Pointing and labeling entries
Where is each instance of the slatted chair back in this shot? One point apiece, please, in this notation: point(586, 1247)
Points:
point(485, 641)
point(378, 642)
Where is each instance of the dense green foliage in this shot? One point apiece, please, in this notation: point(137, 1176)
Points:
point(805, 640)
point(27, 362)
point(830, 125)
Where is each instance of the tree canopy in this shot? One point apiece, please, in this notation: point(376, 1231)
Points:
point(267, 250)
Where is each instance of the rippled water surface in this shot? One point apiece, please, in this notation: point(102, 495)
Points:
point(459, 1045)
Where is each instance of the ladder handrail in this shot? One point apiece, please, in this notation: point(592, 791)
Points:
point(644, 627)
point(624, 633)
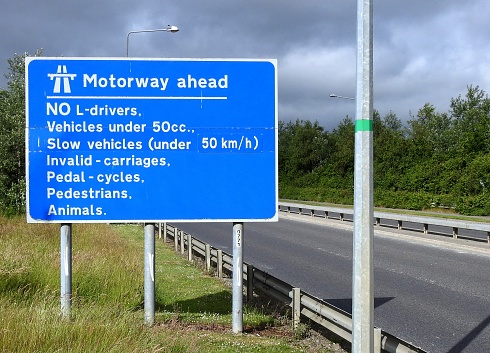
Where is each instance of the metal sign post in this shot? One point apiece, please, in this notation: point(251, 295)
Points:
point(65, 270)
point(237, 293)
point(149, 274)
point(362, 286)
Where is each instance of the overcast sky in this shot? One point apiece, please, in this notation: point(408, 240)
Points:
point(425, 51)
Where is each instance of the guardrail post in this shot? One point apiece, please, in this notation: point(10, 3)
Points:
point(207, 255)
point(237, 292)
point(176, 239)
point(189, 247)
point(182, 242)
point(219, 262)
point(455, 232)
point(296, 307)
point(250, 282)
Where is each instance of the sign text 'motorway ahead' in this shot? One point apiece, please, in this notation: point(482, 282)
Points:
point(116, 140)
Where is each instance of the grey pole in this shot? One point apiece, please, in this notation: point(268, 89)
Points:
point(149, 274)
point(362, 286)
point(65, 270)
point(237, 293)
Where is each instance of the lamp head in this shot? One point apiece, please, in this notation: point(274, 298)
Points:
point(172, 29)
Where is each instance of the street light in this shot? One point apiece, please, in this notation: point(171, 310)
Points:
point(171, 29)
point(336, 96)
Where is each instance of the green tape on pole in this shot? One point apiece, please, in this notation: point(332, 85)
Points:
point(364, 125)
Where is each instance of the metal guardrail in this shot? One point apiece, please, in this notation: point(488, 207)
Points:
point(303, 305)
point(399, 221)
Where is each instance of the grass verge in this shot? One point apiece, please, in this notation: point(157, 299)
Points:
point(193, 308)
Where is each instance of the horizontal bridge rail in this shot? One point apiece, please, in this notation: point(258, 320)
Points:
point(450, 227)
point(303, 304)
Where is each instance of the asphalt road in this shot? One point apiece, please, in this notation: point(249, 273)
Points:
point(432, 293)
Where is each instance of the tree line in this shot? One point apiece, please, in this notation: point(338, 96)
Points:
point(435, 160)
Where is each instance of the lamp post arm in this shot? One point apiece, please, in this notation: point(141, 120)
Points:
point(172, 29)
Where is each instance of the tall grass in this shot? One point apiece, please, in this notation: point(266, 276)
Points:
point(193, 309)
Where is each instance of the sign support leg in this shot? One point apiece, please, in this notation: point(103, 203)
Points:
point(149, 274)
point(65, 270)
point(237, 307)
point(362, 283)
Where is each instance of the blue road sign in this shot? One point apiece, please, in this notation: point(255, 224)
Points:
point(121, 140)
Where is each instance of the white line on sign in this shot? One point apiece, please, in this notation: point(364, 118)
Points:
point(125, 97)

---

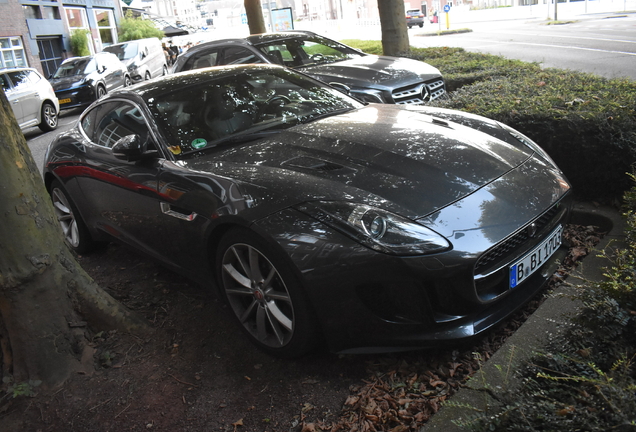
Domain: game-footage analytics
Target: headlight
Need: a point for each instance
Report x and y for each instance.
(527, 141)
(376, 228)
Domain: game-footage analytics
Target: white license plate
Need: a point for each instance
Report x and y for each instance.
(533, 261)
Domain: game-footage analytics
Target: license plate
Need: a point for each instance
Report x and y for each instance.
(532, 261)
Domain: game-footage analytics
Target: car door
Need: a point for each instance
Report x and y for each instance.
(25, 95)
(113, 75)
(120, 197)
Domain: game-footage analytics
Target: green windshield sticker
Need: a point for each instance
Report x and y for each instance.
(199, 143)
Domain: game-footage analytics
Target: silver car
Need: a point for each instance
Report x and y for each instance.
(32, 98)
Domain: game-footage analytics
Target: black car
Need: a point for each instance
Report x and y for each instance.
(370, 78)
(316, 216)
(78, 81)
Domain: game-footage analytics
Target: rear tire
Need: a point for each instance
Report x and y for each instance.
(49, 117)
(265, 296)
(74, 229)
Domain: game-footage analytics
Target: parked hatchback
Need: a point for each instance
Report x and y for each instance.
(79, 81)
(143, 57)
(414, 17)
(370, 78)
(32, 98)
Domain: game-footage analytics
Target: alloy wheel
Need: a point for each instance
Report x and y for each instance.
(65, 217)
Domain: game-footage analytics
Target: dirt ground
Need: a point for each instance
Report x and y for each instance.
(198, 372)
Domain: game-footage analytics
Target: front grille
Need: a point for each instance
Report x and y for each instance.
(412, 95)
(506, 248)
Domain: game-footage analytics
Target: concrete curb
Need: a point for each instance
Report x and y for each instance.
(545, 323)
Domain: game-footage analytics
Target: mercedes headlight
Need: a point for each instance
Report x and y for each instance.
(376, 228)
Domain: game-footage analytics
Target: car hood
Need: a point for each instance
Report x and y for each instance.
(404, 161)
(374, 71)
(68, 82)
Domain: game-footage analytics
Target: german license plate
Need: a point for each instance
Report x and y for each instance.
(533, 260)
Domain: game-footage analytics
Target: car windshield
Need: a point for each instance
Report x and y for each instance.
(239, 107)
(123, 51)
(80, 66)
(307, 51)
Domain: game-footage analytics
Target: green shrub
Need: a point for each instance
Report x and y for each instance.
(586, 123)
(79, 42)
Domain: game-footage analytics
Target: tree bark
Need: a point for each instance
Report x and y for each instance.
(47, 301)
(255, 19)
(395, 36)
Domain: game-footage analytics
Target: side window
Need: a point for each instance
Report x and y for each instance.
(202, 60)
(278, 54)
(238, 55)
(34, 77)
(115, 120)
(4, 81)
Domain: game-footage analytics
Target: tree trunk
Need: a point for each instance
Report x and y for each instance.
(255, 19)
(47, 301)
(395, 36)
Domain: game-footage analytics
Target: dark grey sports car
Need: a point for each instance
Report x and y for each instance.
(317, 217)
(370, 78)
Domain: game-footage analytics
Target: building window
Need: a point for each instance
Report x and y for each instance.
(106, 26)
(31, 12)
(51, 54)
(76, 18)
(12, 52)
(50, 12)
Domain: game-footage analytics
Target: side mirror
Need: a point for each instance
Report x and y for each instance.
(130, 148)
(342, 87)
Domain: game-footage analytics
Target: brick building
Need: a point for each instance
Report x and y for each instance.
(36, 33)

* * *

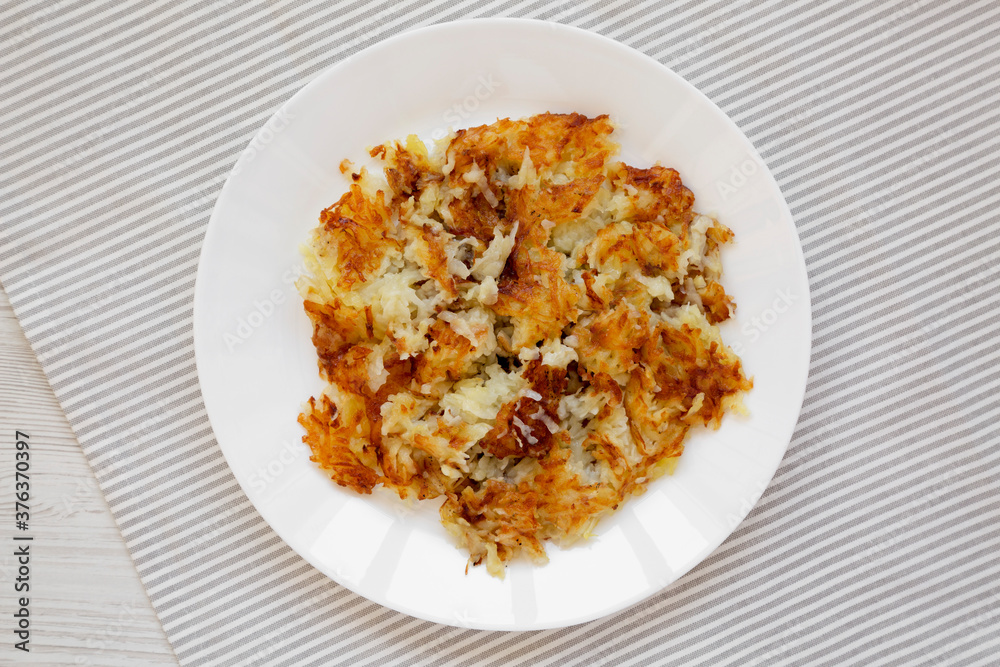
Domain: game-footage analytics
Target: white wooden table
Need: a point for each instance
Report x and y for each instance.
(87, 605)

▶ _EXERCISE GOAL_
Copy out everything in the listing from the line containing "Where is each instance of the overcast" down to the line containing "point(425, 51)", both of those lines included, without changing a character.

▶ _THE COMPLETED TASK_
Where is each instance of the overcast sky in this shot? One point apiece, please, in this notation: point(408, 240)
Points:
point(425, 51)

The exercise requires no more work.